### Exercice court 1
Recopiez fidèlement le passage de l'article sur l'assurance récolte qui commence à "POINTS DE VUE /" et se termine à "assurantielle des agriculteurs.".
### Exercice court 2
Relevez les filières agricoles citées dans la phrase de l'article sur l'assurance récolte qui commence par « C'est le cas en arboriculture ».

### Texte de lecture
-=-=-=-=-

POINTS DE VUE
La profession demande plus de souplesse et d’adaptation

Alison Pelotier
-

POINTS DE VUE / L’assurance récolte est l’un des grands dossiers agricoles qui dépendent du prochain budget de la Pac 2021-2027. Les professionnels craignent une enveloppe en baisse due au Brexit, tiennent à rappeler leur attachement au fonds des calamités et reviennent sur leurs attentes pour améliorer la politique assurantielle des agriculteurs.

La profession demande plus de souplesse et d’adaptation
Texte
Gérard Gallot est en charge du dossier assurance climat à la FRSEA Aura.

La moyenne olympique sur cinq ans. C’est sans doute le critère de calcul d’indemnités le plus remis en cause par les agriculteurs ayant souscrit à une assurance climat. Le calcul du rendement assuré tient compte de la moyenne des rendements historiques individuels déclarés par l’exploitant sur cinq années en excluant la meilleure et la pire. « Quand on subit des pertes d’exploitation régulièrement, ça ne devient plus intéressant de s’assurer », affirme Gérard Gallot, en charge du dossier assurance climat à la FRSEA Auvergne Rhône-Alpes. C’est le cas en arboriculture, en viticulture, mais aussi en grandes cultures et en maraîchage lors d’épisodes de gel ou de grêle virulents. Ce qui, d’année en année, devient de plus en plus fréquent. « Au lieu d’assurer ton potentiel, tu assures un rendement mais lorsque tu as eu plusieurs aléas climatiques d’affilée sur tes cultures, ça n’a vraiment plus aucun intérêt. Cela revient trop cher de s’assurer, on le voit très bien chez les arboriculteurs, c’est flagrant ! », ajoute le responsable professionnel.

Arboriculture : quid des moyennes départementales ?

-=-=-=-=-

### Données brutes
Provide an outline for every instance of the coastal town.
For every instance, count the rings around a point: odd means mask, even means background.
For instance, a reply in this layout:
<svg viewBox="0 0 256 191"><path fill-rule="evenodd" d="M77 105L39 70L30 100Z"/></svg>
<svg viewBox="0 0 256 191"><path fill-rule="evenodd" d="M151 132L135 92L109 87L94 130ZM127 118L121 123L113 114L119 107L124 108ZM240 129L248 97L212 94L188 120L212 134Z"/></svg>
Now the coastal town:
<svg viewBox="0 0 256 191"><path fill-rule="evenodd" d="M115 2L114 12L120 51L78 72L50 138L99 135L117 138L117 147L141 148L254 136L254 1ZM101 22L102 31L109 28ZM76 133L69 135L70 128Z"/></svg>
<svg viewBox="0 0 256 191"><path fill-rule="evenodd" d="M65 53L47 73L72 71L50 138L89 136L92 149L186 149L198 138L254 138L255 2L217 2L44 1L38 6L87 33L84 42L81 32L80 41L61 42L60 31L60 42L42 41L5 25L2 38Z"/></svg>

-=-=-=-=-

### Réponse complète 1
POINTS DE VUE / L’assurance récolte est l’un des grands dossiers agricoles qui dépendent du prochain budget de la Pac 2021-2027. Les professionnels craignent une enveloppe en baisse due au Brexit, tiennent à rappeler leur attachement au fonds des calamités et reviennent sur leurs attentes pour améliorer la politique assurantielle des agriculteurs.

### Réponse complète 2
arboriculture, viticulture, grandes cultures, maraîchage